**What you should do**
Reproduce the data below verbatim from its beginning through the line containing "[83,264,176,286]", including both ends. Leave the pictures out.
[start Dataset rows]
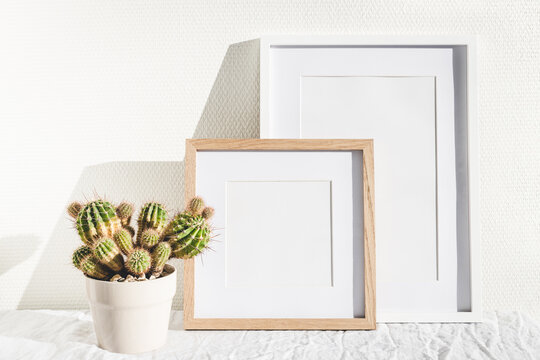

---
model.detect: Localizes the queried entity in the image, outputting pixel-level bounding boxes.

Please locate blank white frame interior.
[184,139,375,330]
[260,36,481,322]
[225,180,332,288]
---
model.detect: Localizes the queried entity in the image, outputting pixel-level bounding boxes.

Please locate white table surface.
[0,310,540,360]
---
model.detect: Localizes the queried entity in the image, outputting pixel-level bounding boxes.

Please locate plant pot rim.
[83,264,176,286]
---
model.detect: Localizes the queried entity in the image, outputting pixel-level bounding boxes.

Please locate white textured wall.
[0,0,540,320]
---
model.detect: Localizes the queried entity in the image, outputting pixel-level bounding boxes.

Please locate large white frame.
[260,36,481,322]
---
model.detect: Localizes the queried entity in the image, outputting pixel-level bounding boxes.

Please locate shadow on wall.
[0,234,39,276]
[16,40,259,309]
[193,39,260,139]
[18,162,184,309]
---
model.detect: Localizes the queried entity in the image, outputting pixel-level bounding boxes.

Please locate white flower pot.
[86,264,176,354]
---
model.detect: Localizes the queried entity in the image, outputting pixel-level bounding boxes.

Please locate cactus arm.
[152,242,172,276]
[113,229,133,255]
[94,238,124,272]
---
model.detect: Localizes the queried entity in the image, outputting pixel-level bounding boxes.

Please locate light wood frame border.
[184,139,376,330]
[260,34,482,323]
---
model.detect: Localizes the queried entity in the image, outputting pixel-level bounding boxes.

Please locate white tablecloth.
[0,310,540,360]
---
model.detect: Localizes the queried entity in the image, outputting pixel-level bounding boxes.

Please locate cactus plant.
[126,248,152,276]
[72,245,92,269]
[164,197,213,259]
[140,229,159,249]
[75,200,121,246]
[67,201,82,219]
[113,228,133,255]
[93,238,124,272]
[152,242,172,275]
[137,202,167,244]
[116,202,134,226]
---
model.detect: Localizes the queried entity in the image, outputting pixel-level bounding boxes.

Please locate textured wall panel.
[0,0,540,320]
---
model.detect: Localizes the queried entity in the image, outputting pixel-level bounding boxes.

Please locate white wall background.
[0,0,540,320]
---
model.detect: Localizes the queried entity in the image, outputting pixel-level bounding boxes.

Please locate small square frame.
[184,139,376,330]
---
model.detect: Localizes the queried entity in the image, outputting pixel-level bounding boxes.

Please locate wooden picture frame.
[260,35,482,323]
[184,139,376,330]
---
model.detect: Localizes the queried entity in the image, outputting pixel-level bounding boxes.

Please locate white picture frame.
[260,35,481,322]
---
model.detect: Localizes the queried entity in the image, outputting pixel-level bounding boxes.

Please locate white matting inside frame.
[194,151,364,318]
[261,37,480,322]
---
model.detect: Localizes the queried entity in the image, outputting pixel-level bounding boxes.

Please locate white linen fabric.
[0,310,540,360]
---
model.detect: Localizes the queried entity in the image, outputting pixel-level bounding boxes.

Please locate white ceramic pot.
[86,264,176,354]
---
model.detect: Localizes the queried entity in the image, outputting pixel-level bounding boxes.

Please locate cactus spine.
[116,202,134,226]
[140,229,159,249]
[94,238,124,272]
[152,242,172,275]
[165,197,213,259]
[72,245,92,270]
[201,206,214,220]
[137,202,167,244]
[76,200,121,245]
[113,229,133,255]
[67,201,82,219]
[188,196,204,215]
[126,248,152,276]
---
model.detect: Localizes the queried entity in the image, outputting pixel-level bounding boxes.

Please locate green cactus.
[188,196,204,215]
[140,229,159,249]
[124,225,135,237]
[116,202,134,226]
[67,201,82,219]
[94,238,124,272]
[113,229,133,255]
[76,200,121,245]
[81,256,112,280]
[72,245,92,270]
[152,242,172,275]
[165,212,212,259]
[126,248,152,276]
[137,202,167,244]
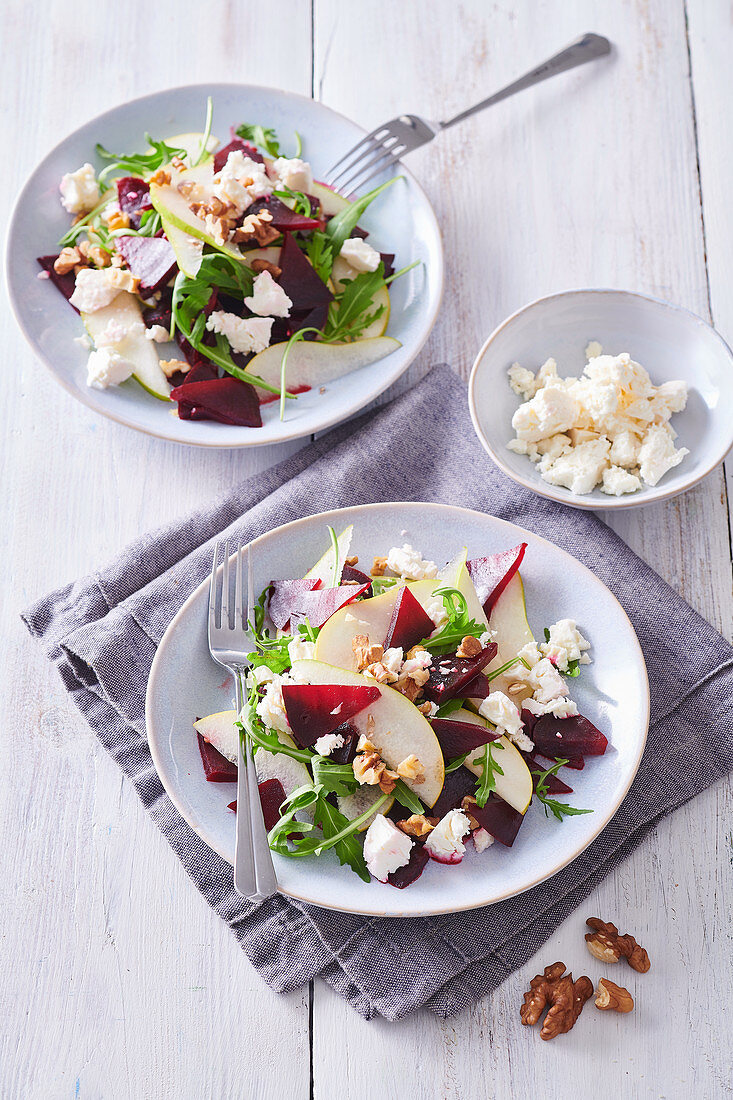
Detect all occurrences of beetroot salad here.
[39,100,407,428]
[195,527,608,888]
[end Dataset rows]
**Completed task**
---
model.detect: Localizes the queried entity in the image, outputting pixel-level bounding boxes.

Please locate blank white frame interior.
[184,139,375,330]
[260,36,481,322]
[225,180,332,288]
---
model.detect: Localizes the queried entity in the image, outputting pixel-level bounding boxes.

Please locate white table surface.
[0,310,540,360]
---
model.detect: Localizes the queried entity in the image, outputting pixel-level bounding boxes.

Please locate plant pot rim.
[83,264,176,286]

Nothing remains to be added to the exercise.